What the task asks | Using the data beneath, show every line that includes the word "woman".

Image-backed grounding data
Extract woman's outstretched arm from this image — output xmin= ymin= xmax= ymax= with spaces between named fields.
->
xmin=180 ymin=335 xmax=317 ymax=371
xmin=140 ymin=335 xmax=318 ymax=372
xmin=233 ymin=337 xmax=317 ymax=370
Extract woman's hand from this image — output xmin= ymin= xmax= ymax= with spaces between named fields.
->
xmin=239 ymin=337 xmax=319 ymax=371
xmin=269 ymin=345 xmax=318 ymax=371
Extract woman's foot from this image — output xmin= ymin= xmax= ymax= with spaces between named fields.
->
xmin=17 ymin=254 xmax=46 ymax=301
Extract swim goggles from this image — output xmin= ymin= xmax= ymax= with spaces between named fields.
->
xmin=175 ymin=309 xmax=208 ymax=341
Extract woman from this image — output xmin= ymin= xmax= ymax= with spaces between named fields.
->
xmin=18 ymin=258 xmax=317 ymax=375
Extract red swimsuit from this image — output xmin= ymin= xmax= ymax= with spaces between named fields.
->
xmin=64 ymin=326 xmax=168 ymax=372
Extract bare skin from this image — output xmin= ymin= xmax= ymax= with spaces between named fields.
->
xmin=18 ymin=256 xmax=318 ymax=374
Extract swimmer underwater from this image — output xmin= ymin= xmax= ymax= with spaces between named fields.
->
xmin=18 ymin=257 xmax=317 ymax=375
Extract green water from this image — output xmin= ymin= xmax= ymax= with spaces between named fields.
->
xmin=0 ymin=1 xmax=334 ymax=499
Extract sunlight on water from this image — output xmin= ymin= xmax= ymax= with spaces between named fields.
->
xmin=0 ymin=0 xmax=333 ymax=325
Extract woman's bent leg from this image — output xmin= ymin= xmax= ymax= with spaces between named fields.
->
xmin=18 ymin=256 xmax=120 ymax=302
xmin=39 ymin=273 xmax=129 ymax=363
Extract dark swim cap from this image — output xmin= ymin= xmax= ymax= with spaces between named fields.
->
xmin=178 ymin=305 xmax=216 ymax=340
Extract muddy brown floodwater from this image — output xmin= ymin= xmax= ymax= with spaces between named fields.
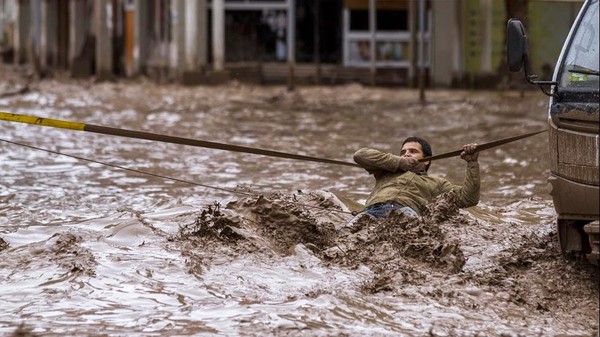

Answer area |
Extract woman's outstretched arm from this image — output xmin= ymin= xmax= ymax= with spaces between named fields.
Extract woman's hand from this image — output xmin= ymin= xmax= ymax= with spaces between named fields.
Extract woman's foot from this image — output xmin= ymin= xmax= ymax= with spaces between named fields.
Extract woman from this image — output xmin= ymin= xmax= ymax= with spaces between named fields.
Extract woman's bent leg from this image — output xmin= ymin= xmax= ymax= with spaces between named fields.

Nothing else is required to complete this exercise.